▶ _Esercizio A_: Ripeti parola per parola il brano dell'articolo sulle origini mitologiche dell'Ajax, tutto ciò che va da "Sì tratta dell'Amsterdamsche" giù fino a "mondiale ed europeo.".

---

L'Atalanta e le sue "sorelle": le origini mitologiche dell'Ajax


Lo stemma dell'Ajax, rappresentante il volto di Aiace Telamonio e una raffigurazione
dello stesso eroe greco, che porta il cadavere di Achille, sul famoso
Vaso François.


La scorsa settimana vi ho parlato dell'Atalanta e delle sue origini mitologiche, soffermandomi sul nome al quale i fondatori della compagine bergamasca si erano ispirati per chiamare la loro squadra, parlandovi dell'omonima eroina greca. Oggi, invece, ho scelto di parlarvi di una squadra straniera, esattamente dei Paesi Bassi, che prende anch'essa il nome da un famoso personaggio della mitologia greca. 

Sì tratta dell'Amsterdamsche Football Club Ajax, meglio noto solamente con il nome di Ajax, il club calcistico più titolato di Amsterdam, la capitale dei Paesi Bassi e dell'intera nazione. La squadra olandese ha, infatti, conquistato nella sua storia la bellezza di 75 trofei nazionali ed internazionali, tra il cui quattro volte la Champions League e trentaquattro volte l'Eredivisie, il massimo campionato dei Paesi Bassi, in cui attualmente gioca. Nelle sue file hanno militato campioni del calibro di Johan Cruijff, Marco Van Basten, Jari Litmanen, Dennis Bergkamp, Patrick Kluivert, Clarence Seedorf, Wesley Sneijder, Luis Suarez, Christian Eriksen e Frenkie de Jong, solo per citarne alcuni, che hanno fatto o stanno facendo ancora la storia del calcio olandese ma anche di quello mondiale ed europeo.

In questo articolo, però, come detto all'inizio, non voglio parlarvi dei trofei o della storia del club di Amsterdam, ma delle sue origini, che prendono spunto da un personaggio ben preciso della mitologia greca. 

Quando, infatti, il 18 marzo 1900 Han Dade, Floris Stempel e Carel Reeser, i fondatori del club, decisero di riunirsi in un caffè del centro di Amsterdam, l'Oost Indië, per dare vita ad una nuova squadra di calcio scelsero il nome dell'eroe greco Aiace Teamonio, principalmente noto per il suo valore e le sue virtù. I colori scelti furono, invece, il rosso, il bianco e il nero, che sono presenti anche nelle bandiera della capitale. Nel 1911, però, i colori ufficiali diventarono solo il bianco e il rosso, poiché la squadra, promossa per la prima volta nel primo livello del campionato, non poteva adottare gli stessi colori di un'altra squadra, lo Sparta Rotterdam (anch'essa ironia della sorte ispirata all'Antica Grecia). Anche l'attuale stemma della squadra ricorda la figura dell'eroe greco: in esso, infatti, è rappresentato proprio il volto di Aiace in forma stilizzata. Questo è disegnato con undici tratti, che rappresentano gli undici giocatori in campo e fu adottato come simbolo per la prima volta nel 1928.

---

▶ _Esercizio B_: Dalle righe qui sotto, estrai per intero ogni riga in cui compare la stringa "shrub".

---

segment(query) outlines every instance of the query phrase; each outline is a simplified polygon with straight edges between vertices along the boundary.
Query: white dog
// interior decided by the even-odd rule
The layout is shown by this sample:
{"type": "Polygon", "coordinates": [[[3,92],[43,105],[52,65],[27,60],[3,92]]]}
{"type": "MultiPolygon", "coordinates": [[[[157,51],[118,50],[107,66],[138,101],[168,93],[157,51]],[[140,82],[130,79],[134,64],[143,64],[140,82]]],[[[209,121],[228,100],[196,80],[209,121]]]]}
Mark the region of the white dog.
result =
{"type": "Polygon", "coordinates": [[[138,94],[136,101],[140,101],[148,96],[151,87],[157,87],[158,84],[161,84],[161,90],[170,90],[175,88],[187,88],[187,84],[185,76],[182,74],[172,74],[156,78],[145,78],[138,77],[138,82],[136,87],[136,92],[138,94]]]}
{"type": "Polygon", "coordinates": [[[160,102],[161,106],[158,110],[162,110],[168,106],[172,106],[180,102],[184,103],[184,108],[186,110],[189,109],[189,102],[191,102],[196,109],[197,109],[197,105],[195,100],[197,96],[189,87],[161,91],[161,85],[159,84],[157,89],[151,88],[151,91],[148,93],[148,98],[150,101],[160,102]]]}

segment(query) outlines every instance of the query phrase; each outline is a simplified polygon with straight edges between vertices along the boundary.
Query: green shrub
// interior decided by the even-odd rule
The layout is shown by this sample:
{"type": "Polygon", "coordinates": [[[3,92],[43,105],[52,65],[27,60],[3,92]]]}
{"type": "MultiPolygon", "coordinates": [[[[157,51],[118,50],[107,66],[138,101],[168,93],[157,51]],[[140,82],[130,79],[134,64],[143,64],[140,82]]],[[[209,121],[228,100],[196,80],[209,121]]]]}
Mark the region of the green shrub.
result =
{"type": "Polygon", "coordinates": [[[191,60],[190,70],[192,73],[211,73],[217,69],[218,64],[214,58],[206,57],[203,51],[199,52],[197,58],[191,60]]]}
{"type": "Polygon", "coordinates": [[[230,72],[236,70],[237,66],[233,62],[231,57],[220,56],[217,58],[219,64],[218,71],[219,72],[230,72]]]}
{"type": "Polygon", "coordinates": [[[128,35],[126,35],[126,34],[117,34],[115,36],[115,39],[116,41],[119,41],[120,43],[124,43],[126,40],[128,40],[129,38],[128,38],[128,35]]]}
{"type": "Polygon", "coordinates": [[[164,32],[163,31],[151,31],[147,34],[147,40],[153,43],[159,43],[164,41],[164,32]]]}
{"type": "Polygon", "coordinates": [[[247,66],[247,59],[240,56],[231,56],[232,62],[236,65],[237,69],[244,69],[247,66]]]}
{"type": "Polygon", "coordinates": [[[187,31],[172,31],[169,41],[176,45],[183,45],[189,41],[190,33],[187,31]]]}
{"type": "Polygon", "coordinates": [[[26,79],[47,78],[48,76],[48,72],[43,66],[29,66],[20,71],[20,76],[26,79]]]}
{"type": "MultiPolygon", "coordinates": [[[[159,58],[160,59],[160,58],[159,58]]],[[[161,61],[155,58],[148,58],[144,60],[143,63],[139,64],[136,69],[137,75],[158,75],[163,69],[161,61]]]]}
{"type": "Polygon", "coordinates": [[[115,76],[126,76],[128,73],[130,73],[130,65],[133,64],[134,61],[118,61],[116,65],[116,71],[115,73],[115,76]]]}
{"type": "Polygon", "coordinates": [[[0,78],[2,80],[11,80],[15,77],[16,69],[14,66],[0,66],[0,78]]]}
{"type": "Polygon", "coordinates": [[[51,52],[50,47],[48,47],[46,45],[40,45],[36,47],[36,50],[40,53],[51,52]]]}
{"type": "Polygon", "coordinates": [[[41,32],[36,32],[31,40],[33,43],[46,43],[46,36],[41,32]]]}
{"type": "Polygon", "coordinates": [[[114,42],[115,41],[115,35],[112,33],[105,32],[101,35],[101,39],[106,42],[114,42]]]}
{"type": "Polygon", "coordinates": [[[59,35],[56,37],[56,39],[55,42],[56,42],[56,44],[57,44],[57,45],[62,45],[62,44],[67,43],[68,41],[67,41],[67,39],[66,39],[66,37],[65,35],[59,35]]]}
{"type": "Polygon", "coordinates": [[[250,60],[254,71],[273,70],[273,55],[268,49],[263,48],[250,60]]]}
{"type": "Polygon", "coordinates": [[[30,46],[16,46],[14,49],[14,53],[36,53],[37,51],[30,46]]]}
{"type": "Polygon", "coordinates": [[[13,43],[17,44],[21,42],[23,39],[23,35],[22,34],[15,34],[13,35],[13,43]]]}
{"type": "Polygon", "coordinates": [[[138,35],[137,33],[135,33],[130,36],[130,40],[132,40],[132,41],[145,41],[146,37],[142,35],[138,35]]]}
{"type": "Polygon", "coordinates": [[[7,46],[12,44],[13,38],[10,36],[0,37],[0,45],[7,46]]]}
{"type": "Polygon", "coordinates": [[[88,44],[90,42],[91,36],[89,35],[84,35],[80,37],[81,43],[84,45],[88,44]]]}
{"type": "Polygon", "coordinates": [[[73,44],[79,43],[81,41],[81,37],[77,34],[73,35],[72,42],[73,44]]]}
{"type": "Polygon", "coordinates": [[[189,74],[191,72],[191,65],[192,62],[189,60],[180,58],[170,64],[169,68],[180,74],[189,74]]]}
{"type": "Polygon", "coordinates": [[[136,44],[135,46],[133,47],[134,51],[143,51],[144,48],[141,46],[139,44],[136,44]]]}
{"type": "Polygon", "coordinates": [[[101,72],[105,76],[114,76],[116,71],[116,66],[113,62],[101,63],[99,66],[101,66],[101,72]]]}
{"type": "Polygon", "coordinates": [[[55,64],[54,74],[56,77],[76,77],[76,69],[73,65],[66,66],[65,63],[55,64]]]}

---

▶ _Soluzione svolta A_:
Sì tratta dell'Amsterdamsche Football Club Ajax, meglio noto solamente con il nome di Ajax, il club calcistico più titolato di Amsterdam, la capitale dei Paesi Bassi e dell'intera nazione. La squadra olandese ha, infatti, conquistato nella sua storia la bellezza di 75 trofei nazionali ed internazionali, tra il cui quattro volte la Champions League e trentaquattro volte l'Eredivisie, il massimo campionato dei Paesi Bassi, in cui attualmente gioca. Nelle sue file hanno militato campioni del calibro di Johan Cruijff, Marco Van Basten, Jari Litmanen, Dennis Bergkamp, Patrick Kluivert, Clarence Seedorf, Wesley Sneijder, Luis Suarez, Christian Eriksen e Frenkie de Jong, solo per citarne alcuni, che hanno fatto o stanno facendo ancora la storia del calcio olandese ma anche di quello mondiale ed europeo.

▶ _Soluzione svolta B_:
Query: green shrub
Mark the region of the green shrub.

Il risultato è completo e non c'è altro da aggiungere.